Exercise objective> A faithful copy of the listing below is needed, one that contains no pictures.

### Provided information ###

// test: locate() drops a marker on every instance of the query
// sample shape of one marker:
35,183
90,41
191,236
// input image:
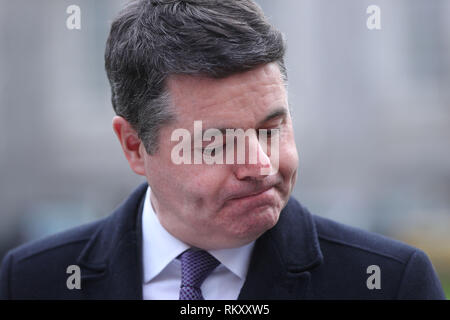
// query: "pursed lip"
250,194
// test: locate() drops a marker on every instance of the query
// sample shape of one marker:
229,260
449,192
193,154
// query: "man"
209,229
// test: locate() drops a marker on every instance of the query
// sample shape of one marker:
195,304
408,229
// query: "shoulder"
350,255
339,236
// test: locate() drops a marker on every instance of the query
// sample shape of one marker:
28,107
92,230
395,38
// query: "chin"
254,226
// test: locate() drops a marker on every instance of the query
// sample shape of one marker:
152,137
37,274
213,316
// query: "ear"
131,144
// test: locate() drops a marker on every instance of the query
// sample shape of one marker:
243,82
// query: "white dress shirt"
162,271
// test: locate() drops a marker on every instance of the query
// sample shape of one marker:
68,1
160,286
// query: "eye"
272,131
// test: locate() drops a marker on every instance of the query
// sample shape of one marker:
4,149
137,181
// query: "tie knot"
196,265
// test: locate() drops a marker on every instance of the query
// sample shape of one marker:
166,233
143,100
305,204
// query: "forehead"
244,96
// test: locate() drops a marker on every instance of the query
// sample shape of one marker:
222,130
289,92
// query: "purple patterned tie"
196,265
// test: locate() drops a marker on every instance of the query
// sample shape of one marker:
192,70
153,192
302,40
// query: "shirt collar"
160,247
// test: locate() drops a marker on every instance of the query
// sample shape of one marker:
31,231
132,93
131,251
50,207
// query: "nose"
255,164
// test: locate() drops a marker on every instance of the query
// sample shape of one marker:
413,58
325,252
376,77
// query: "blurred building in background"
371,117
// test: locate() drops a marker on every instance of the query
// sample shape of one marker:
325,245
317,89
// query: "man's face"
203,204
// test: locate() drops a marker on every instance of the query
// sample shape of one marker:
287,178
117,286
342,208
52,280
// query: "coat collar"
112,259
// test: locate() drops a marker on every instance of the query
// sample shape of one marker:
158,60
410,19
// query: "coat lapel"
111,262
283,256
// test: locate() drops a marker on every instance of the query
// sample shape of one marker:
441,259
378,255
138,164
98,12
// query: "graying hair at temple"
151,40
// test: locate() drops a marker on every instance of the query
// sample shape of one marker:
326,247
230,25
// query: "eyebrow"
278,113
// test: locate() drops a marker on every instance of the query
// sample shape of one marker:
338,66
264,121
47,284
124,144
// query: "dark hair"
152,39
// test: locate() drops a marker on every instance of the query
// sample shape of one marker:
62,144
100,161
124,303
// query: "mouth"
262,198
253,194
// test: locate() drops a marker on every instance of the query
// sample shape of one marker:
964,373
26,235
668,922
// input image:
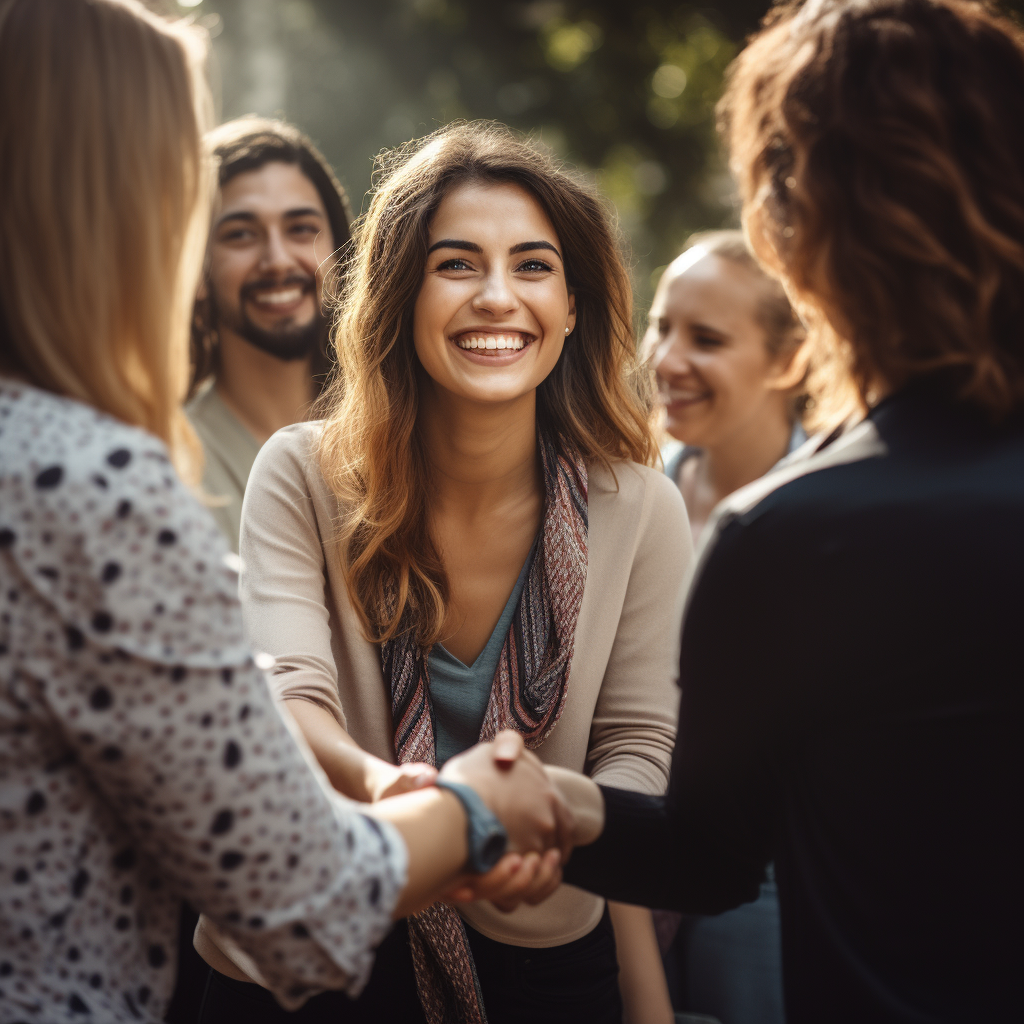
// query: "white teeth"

###

Result of this exercise>
// test: locate() drops a marker on every instance of the query
// sample shape of one marker:
35,183
90,41
191,236
// input image:
// query: "pursed lip"
250,194
// test: locate() drops a marker on every instance of the query
// sample shape of one marker:
229,260
449,192
193,154
// query: "man"
209,229
// test: locate() drops a marker on every instance of the query
// sample shape of one marker:
195,304
408,229
// query: "shoulder"
350,255
339,236
// test: locate() drops a marker on every instance of the query
// sample shape of one marker:
28,107
92,230
395,38
// query: "chin"
254,226
// test: locate() drops a marker on every instance of the query
// sample shape of one marker:
152,137
37,274
213,316
// query: "ear"
131,144
// test: locate() drops a marker on every instance of the query
// sample shape of one marker:
243,82
// query: "white dress shirt"
162,271
// test: locate() drops a marker on every instance of the query
// sample shape of one marker:
68,1
160,286
// query: "eye"
272,131
// test: locate() drops a marker on every instance of the query
// sample shape of one marker:
4,149
137,181
// query: "tie knot"
196,265
// test: locate() drops a marker on every instance of the query
// sample shape of one marker:
166,233
143,100
305,204
// query: "forehead"
244,96
// test: locate() drops a marker on every instance of the query
// sample shape of one marker:
222,130
289,92
// query: "purple patterned tie"
196,265
// test: locate() drops a marker on every instance of the query
// sample shape of one marker:
192,70
153,192
302,40
// query: "shirt collar"
160,247
// test: locate() drops a marker on every instance of the query
// sample shape of one marker:
31,231
132,93
131,251
50,207
// query: "nose"
255,164
// test: locate() drops a marker on every instance of the query
// sample shape of one marker:
413,58
325,252
376,77
// query: "blurred building in background"
371,117
// test: locate() drops a marker on every instance of the query
// sample shape of one marker:
325,245
317,89
// query: "man's face"
203,204
// test: locate() drops a marker on every instance of the query
// sample shape of one marker:
287,178
117,286
342,208
52,280
// query: "coat collar"
112,259
// test: locate() drops a marker on every instance of the query
// sample shape of one marker:
158,60
410,19
// query: "coat lapel"
111,262
283,256
// test: locate() drops a marker on every instance of the query
// sample shape of one marker:
441,259
378,255
138,164
98,12
// query: "graying hair at temple"
151,40
// test: locate() drops a marker on every instance of the query
// sample shape of one marker:
326,247
230,25
// query: "eyebrow"
278,113
// test: locate() drops a marker on every instance of the query
// sample shape of one marker:
338,66
264,121
47,284
124,144
// query: "dark hair"
152,39
// test: locate() drops a marker on every instance of the query
// sample shape of one marker:
62,144
100,161
124,303
// query: "mouth"
262,198
253,194
// test: locate() drops a marker on every instance of the query
// sample shape of one marker:
964,373
26,235
668,922
// input image:
// query: "white teeth"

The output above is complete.